**Article**
>>

# Toronto Aquarium



## dpickleboy (Feb 28, 2011)

Am I the only one who didnt know or jsut out of the loop?

http://www.thestar.com/news/article/932475--details-of-toronto-s-aquarium-are-massive


----------



## Will (Jul 24, 2008)

I hope it's super badass.

and not a waste of taxpayers money.


----------



## dpickleboy (Feb 28, 2011)

AGREEEEEEEEEEEEEEED! It was one of my life goals to build Toronto's first aquarium I always was jelous of Georgia cause people would go on dates at the aquarium and stuff lol


----------



## snaggle (Feb 19, 2010)

There was some talk about it here http://www.gtaaquaria.com/forum/showthread.php?t=21764


----------



## solarz (Aug 31, 2010)

yay for update!



> "There will be tens of thousands of different (marine) animals, and some features that will be unique to Toronto," Pattison added, including a moving walkway taking visitors through "the largest underwater tunnel in North America," with fish, possibly including sharks, all around them.


Why does this sound like only SW fish will be included? I hope that's not the case. I want to see a tank with thousands of Cardinals, and planted tanks with gorgeous aquascapes!

And I hope the livestock contract won't be given solely to Big Al's!



> "The mayor's office wanted to insist the aquarium have parking, but Ripley's said it chose the site because of the (pedestrian and transit) options, and parking made the project not financially viable. The requirement was waived."

<<

**Written task**
According to the thread, what will the aquarium's moving walkway take visitors through?

**Information given**
>>

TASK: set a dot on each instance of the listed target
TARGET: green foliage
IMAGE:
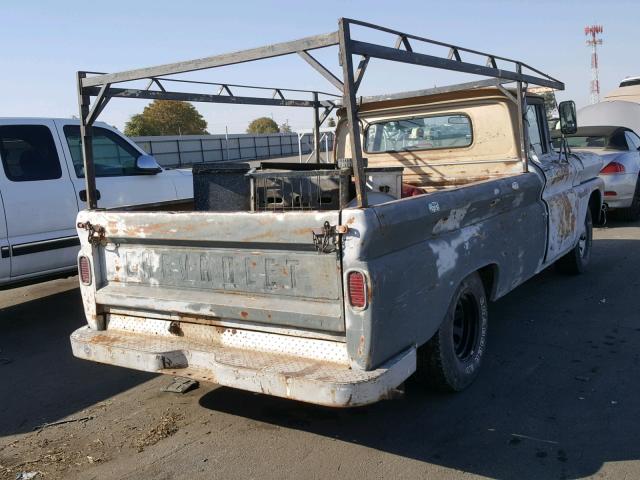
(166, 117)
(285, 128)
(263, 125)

<<
>>

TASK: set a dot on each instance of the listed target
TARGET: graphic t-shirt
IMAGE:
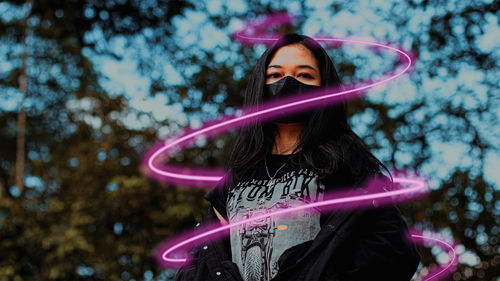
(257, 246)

<<

**Solution for this problem**
The largest underwater tunnel in North America.